> What to do:
1. Answer these questions about the news report on Musalia Mudavadi. Mark each answer with its letter.
(a) Which party does Musalia Mudavadi lead?
(b) How long was his meeting with the legislators in Eldoret?
(c) Which camp did Malava MP Malulu Injendi say he would leave?
2. Repeat part of the news report on Musalia Mudavadi word for word, beginning at the words "Mr Mudavadi held" and stopping after "camp for ANC.".

Excerpt provided START

Amani National Congress (ANC) leader Musalia Mudavadi has taken the battle for State House to Deputy President William Ruto's doorstep in a bold step that seeks to boost his bid ahead of the 2022 General Election.
Mr Mudavadi held a three-hour meeting with legislators Swarup Mishra (Kesses) and William Chepkut (Ainabkoi) in Eldoret on Saturday, where he pushed the case for the Building Bridges Initiative (BBI).
As the ANC boss was hunting in the DP's backyard, Malava MP Malulu Injendi announced his intention to quit Tangatanga camp for ANC.
The MP told the Nation yesterday his decision was informed by the virtue that western region has to unite to have a high stake in political negotiations, almost similar to what Kimilili MP Didimus Barasa said when he took his sabbatical leave from politics earlier this year.

Excerpt provided END
Input data START

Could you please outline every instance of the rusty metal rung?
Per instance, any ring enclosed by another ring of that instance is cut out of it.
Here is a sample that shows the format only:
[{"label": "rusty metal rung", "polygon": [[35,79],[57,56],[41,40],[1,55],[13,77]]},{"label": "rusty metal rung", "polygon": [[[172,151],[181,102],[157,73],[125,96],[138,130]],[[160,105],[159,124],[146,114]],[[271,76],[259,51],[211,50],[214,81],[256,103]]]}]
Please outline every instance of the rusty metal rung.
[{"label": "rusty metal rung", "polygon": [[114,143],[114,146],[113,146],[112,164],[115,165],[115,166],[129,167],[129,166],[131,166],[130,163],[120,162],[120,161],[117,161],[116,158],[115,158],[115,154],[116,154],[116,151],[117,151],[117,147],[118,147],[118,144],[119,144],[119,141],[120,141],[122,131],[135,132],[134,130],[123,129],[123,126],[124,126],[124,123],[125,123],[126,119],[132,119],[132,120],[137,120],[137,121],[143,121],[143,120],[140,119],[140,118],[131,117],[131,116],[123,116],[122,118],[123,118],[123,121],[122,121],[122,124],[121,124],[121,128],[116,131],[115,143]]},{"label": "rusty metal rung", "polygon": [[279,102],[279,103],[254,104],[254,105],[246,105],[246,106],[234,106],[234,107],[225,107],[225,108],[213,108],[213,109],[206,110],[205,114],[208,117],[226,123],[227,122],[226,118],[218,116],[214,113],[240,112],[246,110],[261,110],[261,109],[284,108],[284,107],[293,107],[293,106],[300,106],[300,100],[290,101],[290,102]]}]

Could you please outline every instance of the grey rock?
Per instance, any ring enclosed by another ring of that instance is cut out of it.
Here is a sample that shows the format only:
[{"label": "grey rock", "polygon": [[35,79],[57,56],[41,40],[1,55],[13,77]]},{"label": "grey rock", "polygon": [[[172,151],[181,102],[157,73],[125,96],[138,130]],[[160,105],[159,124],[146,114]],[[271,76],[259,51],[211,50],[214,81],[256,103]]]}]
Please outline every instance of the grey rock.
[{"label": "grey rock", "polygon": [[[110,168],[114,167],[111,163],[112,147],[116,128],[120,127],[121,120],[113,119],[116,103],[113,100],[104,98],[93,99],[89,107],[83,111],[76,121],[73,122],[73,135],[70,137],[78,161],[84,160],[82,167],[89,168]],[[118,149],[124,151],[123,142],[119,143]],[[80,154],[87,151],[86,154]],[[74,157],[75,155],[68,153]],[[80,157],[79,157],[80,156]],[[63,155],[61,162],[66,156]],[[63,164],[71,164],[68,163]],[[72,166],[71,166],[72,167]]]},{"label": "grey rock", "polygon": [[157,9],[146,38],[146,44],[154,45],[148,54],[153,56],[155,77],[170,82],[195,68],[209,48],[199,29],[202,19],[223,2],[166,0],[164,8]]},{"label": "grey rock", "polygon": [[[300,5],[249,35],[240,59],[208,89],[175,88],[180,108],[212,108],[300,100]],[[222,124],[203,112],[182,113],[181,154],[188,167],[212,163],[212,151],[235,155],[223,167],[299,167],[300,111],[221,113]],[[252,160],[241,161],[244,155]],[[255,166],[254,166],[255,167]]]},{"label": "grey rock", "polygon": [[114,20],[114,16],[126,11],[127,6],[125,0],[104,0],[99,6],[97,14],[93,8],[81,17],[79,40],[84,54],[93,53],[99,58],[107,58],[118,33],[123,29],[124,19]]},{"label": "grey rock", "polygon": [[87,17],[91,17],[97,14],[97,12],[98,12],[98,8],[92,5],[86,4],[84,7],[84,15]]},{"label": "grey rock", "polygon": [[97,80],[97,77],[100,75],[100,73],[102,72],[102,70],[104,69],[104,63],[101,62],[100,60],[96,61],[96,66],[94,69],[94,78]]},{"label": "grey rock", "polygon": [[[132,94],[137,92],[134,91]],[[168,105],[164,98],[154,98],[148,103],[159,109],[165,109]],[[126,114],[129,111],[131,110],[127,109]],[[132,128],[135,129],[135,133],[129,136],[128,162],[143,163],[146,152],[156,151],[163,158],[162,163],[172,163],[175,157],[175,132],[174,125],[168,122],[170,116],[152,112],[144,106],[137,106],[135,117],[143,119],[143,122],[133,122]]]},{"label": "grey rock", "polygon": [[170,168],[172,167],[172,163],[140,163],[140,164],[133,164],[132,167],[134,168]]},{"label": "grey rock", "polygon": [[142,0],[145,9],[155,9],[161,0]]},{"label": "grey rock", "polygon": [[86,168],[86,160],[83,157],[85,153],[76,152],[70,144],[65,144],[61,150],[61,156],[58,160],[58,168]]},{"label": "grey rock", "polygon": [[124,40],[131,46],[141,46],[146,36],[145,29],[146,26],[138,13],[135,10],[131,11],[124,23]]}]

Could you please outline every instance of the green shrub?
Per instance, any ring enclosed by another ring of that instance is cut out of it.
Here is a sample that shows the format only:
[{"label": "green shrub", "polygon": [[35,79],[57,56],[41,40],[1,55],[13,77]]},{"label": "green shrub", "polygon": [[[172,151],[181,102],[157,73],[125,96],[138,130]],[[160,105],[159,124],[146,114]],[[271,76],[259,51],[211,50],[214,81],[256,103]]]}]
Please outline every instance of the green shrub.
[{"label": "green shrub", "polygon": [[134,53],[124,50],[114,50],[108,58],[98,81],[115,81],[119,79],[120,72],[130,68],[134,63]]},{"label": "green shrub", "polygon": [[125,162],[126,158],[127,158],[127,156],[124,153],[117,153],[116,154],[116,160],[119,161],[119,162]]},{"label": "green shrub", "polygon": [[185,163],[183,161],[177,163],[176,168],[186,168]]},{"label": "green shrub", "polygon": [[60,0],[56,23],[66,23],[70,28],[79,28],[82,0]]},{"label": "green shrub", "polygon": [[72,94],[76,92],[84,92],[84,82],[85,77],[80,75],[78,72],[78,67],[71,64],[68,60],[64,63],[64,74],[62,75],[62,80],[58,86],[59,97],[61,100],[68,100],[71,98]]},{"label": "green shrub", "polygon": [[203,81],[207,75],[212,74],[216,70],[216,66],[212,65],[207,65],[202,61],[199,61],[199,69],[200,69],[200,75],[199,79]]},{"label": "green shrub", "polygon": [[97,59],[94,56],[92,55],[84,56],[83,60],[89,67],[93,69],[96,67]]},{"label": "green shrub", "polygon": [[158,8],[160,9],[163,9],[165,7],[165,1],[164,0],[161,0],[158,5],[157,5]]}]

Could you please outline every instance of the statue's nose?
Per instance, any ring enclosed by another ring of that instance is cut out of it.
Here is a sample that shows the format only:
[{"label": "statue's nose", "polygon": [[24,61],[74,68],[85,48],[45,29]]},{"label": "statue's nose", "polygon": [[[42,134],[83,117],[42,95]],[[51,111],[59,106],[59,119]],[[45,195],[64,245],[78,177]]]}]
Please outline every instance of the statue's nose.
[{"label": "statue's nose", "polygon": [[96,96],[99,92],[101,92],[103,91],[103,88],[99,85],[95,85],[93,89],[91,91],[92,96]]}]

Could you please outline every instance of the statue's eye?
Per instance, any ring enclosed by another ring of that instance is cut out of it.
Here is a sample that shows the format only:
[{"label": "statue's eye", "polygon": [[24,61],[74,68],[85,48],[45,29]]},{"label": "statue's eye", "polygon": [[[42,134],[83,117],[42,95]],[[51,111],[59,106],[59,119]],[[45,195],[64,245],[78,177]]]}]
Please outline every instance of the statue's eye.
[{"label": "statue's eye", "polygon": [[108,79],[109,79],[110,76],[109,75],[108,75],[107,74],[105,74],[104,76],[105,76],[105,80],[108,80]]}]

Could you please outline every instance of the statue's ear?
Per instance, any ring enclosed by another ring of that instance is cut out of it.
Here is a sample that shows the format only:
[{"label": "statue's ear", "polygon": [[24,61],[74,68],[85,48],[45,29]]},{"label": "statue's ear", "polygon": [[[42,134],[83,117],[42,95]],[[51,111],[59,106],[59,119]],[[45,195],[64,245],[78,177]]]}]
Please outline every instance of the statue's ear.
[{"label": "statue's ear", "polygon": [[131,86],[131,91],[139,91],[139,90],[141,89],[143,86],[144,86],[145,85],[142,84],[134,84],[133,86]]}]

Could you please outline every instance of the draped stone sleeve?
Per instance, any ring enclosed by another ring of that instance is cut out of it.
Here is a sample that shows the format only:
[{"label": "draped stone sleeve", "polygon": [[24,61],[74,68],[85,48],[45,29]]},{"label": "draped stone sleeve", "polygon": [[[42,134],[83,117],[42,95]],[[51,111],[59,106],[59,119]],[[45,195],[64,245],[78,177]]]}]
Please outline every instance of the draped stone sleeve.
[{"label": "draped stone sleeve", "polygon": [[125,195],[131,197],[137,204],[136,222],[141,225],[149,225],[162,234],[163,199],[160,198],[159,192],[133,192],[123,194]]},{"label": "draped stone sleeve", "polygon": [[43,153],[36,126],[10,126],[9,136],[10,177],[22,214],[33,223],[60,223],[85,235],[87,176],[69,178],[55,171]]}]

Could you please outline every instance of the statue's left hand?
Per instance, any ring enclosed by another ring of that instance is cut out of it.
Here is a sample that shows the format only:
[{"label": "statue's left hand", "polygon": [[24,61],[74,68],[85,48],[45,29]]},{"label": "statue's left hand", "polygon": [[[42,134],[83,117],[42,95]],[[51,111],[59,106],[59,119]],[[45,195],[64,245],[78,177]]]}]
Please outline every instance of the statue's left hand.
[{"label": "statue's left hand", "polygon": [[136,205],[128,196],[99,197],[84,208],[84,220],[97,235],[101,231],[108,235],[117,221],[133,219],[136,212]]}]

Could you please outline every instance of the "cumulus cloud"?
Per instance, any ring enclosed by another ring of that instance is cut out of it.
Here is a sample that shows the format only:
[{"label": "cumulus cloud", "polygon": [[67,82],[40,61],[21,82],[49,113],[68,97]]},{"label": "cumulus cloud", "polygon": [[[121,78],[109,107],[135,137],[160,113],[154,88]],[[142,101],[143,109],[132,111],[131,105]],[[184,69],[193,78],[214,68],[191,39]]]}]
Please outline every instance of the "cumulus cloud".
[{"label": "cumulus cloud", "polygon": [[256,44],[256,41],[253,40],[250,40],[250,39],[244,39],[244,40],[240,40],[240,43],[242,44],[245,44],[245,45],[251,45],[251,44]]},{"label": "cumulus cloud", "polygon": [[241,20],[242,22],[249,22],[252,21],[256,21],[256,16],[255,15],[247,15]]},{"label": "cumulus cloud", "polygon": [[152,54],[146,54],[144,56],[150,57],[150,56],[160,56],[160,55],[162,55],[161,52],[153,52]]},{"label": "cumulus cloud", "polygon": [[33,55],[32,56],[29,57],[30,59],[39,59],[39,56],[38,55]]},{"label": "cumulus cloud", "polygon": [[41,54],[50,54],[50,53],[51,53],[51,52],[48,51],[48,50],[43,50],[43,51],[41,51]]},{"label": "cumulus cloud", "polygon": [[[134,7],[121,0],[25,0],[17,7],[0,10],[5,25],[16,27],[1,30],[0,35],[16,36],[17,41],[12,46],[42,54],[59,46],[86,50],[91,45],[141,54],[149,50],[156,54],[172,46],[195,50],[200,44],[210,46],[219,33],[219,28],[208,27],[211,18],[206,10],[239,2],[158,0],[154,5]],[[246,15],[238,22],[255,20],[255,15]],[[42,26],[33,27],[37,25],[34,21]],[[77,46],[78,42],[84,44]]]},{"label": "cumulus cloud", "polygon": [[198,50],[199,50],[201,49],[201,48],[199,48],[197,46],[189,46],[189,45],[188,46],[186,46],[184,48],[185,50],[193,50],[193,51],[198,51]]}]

Input data END

> Answer list:
1.
(a) Amani National Congress (ANC)
(b) Three hours
(c) The Tangatanga camp

2.
Mr Mudavadi held a three-hour meeting with legislators Swarup Mishra (Kesses) and William Chepkut (Ainabkoi) in Eldoret on Saturday, where he pushed the case for the Building Bridges Initiative (BBI).
As the ANC boss was hunting in the DP's backyard, Malava MP Malulu Injendi announced his intention to quit Tangatanga camp for ANC.